### Requirement
If a line in the listing includes the word "below", copy it out.

### The input
Content starts

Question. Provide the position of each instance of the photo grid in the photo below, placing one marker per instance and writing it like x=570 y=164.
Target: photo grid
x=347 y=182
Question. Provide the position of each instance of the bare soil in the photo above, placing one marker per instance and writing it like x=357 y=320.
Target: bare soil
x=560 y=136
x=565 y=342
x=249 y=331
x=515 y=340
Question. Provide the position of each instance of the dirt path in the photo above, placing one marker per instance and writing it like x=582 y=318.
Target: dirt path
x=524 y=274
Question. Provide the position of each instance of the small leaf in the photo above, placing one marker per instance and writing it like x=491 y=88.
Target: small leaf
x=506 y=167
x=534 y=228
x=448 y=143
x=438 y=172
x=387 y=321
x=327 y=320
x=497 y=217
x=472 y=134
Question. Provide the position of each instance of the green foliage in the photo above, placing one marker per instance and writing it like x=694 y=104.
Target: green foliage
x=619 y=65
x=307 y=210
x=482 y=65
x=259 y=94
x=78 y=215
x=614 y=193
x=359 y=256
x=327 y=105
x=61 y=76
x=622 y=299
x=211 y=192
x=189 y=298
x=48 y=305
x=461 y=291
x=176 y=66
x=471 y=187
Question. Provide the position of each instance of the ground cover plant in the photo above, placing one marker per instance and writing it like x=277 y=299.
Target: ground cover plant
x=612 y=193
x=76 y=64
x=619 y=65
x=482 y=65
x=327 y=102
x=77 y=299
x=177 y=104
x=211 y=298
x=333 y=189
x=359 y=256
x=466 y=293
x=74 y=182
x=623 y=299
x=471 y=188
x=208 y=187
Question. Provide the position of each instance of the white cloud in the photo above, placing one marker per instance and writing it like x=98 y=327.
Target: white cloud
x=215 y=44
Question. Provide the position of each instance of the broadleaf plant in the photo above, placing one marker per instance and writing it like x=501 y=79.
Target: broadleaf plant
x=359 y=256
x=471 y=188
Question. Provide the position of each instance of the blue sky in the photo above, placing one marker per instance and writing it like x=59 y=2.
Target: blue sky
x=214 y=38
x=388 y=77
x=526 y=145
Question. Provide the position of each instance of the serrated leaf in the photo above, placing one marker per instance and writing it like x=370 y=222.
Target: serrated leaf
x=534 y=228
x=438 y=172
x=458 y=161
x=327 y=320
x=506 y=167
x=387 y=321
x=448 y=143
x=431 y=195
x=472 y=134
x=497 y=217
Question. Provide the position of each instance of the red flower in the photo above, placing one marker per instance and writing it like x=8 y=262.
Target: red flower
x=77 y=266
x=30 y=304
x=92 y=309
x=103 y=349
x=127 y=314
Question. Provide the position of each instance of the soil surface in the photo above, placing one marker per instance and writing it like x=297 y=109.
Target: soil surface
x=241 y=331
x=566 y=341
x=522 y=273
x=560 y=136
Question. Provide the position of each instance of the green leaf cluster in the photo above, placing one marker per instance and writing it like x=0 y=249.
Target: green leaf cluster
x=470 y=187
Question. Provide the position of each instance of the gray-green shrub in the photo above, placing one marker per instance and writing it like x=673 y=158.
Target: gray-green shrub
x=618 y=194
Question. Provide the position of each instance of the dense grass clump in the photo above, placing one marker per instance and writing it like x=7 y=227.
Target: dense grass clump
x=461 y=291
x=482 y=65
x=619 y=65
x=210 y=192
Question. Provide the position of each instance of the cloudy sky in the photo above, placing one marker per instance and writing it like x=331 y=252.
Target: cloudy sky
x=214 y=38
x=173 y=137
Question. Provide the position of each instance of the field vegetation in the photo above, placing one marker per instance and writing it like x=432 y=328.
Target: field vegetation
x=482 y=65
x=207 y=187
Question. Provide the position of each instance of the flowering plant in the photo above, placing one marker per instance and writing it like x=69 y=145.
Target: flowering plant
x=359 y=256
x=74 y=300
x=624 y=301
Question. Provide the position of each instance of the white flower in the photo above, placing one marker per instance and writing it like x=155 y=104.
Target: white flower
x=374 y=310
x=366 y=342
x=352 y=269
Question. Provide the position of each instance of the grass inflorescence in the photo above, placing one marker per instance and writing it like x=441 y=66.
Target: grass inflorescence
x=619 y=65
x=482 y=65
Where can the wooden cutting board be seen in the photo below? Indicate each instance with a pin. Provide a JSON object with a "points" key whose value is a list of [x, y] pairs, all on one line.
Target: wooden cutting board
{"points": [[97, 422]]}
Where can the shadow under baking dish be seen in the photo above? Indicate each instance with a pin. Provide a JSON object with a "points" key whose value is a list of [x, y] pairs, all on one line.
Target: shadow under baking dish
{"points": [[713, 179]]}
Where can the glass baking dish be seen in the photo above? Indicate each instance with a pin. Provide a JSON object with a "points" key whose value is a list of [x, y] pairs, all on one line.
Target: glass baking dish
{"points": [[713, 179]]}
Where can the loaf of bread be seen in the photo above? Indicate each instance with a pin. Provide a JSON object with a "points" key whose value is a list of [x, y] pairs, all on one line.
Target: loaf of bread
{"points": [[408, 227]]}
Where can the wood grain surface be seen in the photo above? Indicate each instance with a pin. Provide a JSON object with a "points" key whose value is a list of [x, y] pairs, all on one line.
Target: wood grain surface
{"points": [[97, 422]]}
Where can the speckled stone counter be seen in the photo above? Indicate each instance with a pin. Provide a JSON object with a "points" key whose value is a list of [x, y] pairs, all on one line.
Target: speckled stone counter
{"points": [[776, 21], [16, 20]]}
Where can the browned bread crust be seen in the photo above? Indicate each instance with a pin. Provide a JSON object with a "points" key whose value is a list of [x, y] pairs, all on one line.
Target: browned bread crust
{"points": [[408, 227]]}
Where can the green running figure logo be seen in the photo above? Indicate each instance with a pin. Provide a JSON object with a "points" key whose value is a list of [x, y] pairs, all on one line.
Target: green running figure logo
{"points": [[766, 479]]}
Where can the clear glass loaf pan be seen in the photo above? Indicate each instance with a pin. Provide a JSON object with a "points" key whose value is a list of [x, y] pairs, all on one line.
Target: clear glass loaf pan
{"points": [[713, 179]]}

Content ends

### Answer section
Question. Provide the position of each instance of the photo grid in the photo below, placing one marker per instance and writing it like x=570 y=164.
Where can the wooden cutting board be seen in the photo below? Indicate each instance with a pin. Provide a JSON object with a "points" key whose value is a list of [x, y] pairs, all on one line.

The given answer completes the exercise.